BEGIN

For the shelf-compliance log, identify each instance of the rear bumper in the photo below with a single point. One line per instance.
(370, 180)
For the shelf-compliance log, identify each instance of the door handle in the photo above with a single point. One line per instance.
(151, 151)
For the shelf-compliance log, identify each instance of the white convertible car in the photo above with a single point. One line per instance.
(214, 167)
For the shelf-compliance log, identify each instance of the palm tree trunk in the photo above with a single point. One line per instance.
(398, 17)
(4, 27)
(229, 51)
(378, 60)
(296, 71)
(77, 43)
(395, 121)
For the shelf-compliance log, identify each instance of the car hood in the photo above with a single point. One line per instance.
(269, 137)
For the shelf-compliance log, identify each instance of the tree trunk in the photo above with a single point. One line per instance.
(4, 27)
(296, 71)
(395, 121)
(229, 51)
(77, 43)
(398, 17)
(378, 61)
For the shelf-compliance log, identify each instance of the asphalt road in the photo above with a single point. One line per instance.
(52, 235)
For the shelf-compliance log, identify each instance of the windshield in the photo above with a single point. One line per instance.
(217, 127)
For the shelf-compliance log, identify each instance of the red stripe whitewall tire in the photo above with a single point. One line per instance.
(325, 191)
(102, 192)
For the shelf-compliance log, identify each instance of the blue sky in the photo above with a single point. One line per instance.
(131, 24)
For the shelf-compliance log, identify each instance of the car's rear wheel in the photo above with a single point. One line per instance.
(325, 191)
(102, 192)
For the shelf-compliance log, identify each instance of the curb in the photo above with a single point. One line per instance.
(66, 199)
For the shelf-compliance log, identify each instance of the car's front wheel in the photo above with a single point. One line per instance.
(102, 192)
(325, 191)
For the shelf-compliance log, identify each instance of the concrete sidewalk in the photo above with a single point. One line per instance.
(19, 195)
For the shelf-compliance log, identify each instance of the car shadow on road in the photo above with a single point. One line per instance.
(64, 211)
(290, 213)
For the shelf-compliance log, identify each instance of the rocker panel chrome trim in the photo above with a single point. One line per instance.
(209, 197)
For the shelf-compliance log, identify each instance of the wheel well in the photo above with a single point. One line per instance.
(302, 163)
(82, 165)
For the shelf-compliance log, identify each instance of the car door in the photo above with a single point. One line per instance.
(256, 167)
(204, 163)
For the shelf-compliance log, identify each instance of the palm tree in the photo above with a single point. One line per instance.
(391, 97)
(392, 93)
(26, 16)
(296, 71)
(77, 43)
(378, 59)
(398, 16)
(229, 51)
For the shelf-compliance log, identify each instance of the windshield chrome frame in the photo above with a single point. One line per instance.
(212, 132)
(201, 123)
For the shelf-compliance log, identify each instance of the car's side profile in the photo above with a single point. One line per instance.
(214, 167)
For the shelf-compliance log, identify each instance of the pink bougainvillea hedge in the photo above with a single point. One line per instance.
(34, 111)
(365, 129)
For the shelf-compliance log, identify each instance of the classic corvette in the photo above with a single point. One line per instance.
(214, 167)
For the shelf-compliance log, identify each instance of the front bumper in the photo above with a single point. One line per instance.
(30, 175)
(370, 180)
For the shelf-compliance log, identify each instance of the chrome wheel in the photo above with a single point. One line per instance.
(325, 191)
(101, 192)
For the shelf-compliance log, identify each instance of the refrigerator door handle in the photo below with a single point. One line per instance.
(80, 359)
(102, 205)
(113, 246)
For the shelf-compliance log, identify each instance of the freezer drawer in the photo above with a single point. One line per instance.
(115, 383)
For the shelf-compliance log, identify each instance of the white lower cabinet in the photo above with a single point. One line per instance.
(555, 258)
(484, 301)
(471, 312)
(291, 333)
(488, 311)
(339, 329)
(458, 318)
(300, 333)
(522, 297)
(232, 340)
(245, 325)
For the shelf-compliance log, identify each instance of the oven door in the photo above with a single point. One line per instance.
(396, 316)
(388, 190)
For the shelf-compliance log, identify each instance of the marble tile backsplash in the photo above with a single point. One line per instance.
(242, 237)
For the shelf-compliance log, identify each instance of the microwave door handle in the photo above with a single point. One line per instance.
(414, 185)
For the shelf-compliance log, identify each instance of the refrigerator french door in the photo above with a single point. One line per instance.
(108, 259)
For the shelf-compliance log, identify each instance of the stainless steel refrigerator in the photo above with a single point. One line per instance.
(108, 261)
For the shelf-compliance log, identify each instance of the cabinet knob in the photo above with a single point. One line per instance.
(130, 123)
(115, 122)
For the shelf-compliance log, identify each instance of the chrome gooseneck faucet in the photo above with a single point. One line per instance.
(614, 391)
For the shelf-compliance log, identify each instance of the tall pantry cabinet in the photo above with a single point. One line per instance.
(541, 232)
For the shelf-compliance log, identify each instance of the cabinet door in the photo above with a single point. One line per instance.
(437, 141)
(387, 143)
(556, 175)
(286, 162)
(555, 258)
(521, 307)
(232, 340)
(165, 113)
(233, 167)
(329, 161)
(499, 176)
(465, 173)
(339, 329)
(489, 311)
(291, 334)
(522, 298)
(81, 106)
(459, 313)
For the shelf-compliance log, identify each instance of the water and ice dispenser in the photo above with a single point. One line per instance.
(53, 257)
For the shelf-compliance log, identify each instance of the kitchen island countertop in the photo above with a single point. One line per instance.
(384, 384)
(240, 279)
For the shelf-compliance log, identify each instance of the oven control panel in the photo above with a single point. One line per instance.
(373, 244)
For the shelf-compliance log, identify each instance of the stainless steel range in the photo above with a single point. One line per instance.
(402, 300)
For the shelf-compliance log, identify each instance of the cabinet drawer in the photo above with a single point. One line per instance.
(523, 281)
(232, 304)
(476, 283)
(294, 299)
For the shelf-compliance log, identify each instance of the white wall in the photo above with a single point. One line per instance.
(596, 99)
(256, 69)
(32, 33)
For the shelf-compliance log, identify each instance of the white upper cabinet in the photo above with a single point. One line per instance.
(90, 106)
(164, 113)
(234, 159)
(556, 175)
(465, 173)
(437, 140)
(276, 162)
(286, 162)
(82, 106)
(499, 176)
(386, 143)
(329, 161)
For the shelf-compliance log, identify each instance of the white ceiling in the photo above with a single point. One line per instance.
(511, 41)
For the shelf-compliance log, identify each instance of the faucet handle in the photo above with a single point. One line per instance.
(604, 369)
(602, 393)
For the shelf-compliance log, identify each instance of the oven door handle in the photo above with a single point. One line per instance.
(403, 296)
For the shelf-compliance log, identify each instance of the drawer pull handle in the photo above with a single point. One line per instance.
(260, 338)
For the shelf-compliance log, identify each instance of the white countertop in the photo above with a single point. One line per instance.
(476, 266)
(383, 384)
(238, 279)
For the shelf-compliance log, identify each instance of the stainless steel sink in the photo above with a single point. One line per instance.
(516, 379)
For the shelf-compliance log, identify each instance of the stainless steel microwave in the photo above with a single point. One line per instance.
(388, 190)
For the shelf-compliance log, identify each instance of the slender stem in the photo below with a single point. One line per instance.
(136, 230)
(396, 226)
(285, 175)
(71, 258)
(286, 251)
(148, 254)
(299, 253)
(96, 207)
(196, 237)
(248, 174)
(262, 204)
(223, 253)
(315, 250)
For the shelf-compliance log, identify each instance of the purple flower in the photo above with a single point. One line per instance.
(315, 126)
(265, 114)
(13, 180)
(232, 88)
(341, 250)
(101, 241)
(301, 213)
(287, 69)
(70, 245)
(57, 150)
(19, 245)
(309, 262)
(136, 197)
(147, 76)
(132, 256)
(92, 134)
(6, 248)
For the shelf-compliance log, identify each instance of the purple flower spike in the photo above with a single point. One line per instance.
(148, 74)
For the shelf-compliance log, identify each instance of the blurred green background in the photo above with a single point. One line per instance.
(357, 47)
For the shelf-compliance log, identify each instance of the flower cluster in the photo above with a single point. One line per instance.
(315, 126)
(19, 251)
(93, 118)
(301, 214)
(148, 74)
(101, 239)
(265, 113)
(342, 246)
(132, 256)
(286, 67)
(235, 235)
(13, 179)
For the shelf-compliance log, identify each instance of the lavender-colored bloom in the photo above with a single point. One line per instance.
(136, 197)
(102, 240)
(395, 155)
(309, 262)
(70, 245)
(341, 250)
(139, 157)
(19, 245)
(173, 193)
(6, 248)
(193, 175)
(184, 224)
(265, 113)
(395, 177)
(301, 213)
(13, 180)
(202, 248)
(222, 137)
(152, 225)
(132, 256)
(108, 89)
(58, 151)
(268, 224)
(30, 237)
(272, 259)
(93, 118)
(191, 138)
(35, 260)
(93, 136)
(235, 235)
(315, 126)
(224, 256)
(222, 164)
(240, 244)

END

### Task
Take every line from the one containing "purple flower spike" to the end of the listing and output it exactly, with nothing else.

### Solution below
For the shelf-compliance log, identify each instance of the purple flower spike in the photo above with a single point. One line per instance.
(148, 74)
For the shelf-compliance log, identify each instance of the blurred green background in the photo above with a single point. One line per instance.
(357, 47)
For the shelf-compliance log, identify each instance of the flower cluster in the photo above with a single point. One line per instance.
(315, 126)
(19, 251)
(93, 118)
(301, 214)
(148, 74)
(101, 239)
(265, 113)
(342, 246)
(132, 256)
(286, 67)
(235, 235)
(13, 179)
For the shelf-compliance log, identify each instance of the lavender-colored bloom in the photo above with a single point. One line per instance.
(136, 197)
(102, 240)
(395, 155)
(309, 262)
(70, 245)
(341, 250)
(139, 157)
(19, 245)
(173, 193)
(6, 248)
(193, 175)
(184, 224)
(265, 113)
(395, 177)
(301, 213)
(13, 180)
(202, 248)
(222, 137)
(152, 225)
(132, 256)
(108, 89)
(58, 151)
(268, 224)
(30, 237)
(272, 259)
(93, 118)
(191, 138)
(35, 260)
(93, 136)
(235, 235)
(315, 126)
(224, 256)
(222, 164)
(240, 244)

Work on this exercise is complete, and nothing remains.